━━ Text for analysis ━━
# To muzzle or not to muzzle?



## tessthebear (Dec 11, 2011)

Hello, my dog loves to chase and play with a ball to the extent where he pesters others if they have a ball in their mouth till they give it up. I am aware this is dangerous behaviour and some dogs have already reacted aggressively to his annoying habit and a couple of harmless squabbles have broken out between them if the other dog does not give a clear warning to back off i.e showing teeth. I also find when I put him on the leash and he see's another dog playing with a ball he screams, barks and whimpers out of pure frustration while jumping up in down. I have desensitized him during a few weeks training through distraction with food rewards and when he's quiet he get's his own ball to mess around with however occasionally he still will break from my grip and snatch that ball back from the other dog! 

When their isn't a ball to play with he loves a good rough and tumble with the others and is highly vocal and his bite is highly inhibited. He does not grab, nor put pressure on his playmate. However, his more sensitive friends get frightened, some yelp to deter him away before he's even touched them and others go belly up which make's him look like a nasty bully when in fact he just wants to play. He has also taken a dislike to this particular nervous dog and will dominate him by keeping him low to the ground and mouthing the poor thing if it wants to get up!  It is all noise but no manners whatsoever and I have just been putting him on the leash with food distractions as we walk past and if he successfully does so he will get his ball. He's getting better though but I can't always predict when that particular dog is out on the field and I don't want any unexpected commotions! 

My idea is to purchase a muzzle, simply from stopping him to successfully snatch a ball from another dog and thus rewarding himself for his misbehaviour. I also think this may teach him self control and that he will eventually learn that he is not allowed to take from others. When he wants to play with other dogs I also think that the muzzle will put other owners minds at rest because of his crazy murderous vocalisations and obviously teach him even more bite inhibition and what is suitable for different dogs. It will also ensure the safety of the particular dog he dislikes because his mouthing gets a little harder towards that particular dog than he would normally use when playing. I'd like you to give your opinions on this, I am always wanting to hear off the experts because I'm only 17, I need your wisdom haha.

I have also found that when he passes an unfamiliar dog his tail goes up and bristles and he keeps high interest on that animal. Sometimes he will give a couple of unsure barks and sometimes he will approach them with a small growl (but no teeth) and pull towards them insisting he greets them. If a dog just so happens to run up he will behave as described above but then begin to relax after a few seconds and you can tell him to sit/lie down and he'll voluntarily roll on his side for a belly rub! I have tried de sensitising him to stranger dogs by walking sideways to them instead of head on, not allowing them to greet but to simply join the walk as a pack as well as toy and food distractions. All seems to be going brilliant.  Could any of you explain to me what is meant by his behaviour? Is it anxiety? Aggression? Dominance?

Thankyou. 

ps: 'Leave it' command only works with food, other toys and balls that are not in risk of getting played with by another dog. If another dog has a ball leave it will not work he is in such an excitable state of mind. :help:


----------



## ayoitzrimz (Apr 14, 2010)

how old is your dog? sounds like a drivey puppy that's getting away with the misbehavior and hasn't learned to control it yet.
━━━
» Task description
Could you carry on the forum thread about muzzling a ball-obsessed dog from the point where its last reply ends? The listing that comes next is separate material and has no connection to the muzzle thread.
━━ Supplied data ━━
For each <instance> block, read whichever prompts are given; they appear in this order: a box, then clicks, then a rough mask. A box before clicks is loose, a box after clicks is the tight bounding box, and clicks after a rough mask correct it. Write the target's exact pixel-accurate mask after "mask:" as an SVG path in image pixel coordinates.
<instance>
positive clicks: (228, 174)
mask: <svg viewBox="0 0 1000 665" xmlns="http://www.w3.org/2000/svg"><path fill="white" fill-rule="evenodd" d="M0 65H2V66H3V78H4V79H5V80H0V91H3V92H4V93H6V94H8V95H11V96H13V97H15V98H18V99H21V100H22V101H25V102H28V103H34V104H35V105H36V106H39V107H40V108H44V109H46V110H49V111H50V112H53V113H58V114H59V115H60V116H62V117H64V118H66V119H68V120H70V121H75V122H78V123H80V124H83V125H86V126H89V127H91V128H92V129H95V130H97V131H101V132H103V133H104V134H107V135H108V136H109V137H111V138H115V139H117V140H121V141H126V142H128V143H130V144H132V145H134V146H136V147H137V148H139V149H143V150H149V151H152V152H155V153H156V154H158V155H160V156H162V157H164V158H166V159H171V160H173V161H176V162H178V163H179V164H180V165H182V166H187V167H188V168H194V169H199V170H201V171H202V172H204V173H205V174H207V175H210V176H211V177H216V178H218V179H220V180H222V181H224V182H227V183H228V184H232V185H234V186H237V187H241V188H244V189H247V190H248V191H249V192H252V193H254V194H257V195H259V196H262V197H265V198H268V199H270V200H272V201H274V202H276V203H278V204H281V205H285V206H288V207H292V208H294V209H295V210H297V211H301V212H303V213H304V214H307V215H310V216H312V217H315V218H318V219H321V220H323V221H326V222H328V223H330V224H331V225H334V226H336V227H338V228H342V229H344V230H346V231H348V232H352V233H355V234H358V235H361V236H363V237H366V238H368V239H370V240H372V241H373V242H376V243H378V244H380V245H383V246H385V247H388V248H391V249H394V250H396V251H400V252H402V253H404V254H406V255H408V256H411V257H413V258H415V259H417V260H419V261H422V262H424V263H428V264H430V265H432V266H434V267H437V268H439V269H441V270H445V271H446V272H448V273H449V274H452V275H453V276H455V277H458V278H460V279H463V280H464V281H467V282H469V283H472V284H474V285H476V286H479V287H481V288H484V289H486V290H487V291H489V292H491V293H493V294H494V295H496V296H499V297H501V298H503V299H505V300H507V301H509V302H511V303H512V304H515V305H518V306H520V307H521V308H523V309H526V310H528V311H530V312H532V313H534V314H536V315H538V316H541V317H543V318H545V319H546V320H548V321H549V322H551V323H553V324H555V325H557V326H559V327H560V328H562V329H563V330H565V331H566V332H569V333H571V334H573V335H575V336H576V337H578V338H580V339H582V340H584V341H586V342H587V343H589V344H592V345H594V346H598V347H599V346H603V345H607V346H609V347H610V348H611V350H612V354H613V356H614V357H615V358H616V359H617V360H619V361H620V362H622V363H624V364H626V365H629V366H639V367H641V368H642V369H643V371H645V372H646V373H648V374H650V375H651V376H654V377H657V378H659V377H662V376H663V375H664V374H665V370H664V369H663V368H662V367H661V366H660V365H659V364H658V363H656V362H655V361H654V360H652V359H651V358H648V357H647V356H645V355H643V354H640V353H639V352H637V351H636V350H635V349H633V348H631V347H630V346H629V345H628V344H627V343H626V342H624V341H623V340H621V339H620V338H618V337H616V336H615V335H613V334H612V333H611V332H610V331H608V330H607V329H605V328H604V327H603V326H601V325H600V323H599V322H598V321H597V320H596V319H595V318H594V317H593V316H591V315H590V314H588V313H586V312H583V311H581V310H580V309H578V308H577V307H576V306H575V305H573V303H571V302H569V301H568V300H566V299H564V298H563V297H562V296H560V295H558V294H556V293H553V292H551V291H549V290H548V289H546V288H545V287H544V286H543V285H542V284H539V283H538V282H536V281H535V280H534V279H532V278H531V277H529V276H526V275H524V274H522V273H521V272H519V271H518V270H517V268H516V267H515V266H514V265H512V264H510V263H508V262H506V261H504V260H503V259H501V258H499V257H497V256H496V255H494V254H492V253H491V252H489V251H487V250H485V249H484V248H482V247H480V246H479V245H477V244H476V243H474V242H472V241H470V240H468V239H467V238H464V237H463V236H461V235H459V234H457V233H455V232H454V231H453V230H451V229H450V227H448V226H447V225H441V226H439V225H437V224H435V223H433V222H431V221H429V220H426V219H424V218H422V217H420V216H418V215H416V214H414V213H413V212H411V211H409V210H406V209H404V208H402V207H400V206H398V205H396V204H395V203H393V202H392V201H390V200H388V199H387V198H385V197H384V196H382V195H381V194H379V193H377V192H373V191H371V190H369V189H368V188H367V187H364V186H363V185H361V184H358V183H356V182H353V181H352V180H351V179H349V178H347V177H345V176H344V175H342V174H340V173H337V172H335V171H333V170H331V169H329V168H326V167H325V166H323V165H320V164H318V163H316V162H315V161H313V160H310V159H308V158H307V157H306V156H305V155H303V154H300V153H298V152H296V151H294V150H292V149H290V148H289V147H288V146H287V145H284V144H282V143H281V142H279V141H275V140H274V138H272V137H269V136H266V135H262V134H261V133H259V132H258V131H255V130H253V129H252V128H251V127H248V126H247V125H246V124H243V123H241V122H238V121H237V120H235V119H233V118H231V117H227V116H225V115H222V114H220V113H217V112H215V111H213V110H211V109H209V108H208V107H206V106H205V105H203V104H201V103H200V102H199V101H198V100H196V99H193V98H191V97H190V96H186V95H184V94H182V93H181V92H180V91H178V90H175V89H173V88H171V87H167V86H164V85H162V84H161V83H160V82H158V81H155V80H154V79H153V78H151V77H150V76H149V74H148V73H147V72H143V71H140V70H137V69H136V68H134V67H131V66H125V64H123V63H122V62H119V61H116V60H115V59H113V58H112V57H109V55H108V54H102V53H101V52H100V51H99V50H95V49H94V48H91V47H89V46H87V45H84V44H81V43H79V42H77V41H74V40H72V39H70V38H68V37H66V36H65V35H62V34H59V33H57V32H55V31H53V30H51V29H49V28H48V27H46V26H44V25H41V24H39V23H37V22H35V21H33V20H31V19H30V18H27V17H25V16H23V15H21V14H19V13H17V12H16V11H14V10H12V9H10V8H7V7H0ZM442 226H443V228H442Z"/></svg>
━━━
» Solved exercise
A muzzle often times causes more problems than it solves - and especially since this is not a human aggression issue why put the dog through it? Some dogs will barely notice it is on while others will be miserable. 

Do you have any trainers in the area you can consult? Sounds like a training issue if he's an adult or simply a drivey pup who hasn't learned to contain himself and be obedient while in an excited state. 

Adding in: putting a muzzled dog in a dog park with lots of dogs is a recipe for disaster...


----------



## BlackthornGSD (Feb 25, 2010)

Where are you taking him to play? Are you at a dog park?

How old is your dog?


----------



## tessthebear (Dec 11, 2011)

He is 14 months old. 

We had one trainer that was readily available and we took him to classes over a course of months. However it wasn't really that good as it was around 25 dogs per class and he became highly anxious barking and whimpering. The separated aggressive dogs tended to air snap at him as he walked past and well, he simply wouldn't listen because he was to overwhelmed. It focused more on tricks and basics than what we really needed. By the end of it all he always had a dickey tummy on the floor because of nerves. Others I'm not to sure about/have heard of. It's a money issue at the minute though so I'm trying to look for alternatives for myself. 

In the UK we don't have dog parks, well not in my area anyway! At the most he meets around five dogs on his walks per day, same dogs, same time every day. I only walk 'as a pack' with two of them. However one of these dogs is in need of some serious weight loss and needs exercising with the tennis ball and thrower thing you get so I put him on the leash but his frustration levels are high when he can't get what he wants and he jumps about like a frantic wild pony.


----------



## sitstay (Jan 20, 2003)

A muzzle would stop him from being able to get the ball into his mouth, but maybe not from being obnoxious with the other dog about wanting the ball. That would be my concern in using a muzzle in this situation.
Sheilah


----------



## Ares0311 (Apr 26, 2012)

Sit, stay is right. I muzzle my Shepherd because she has human aggression issues and dog aggression issues. When she has it on, she still tries to pick up sticks or balls to play, its actually really sad to watch because she doesn't understand why she cant get it. Which can lead to frustration, which can lead to fights. And as ayoitzrimz stated, a muzzled dog in a dog park can be bad news. 

If you do get a muzzle check out the







Baskerville Muzzle. And make sure you spend the time and effort to train your pup to accept the muzzle. My dog thinks the muzzle is a treat dispenser and car ride generator  


P.S. Never let your dog out of your sight with the muzzle on.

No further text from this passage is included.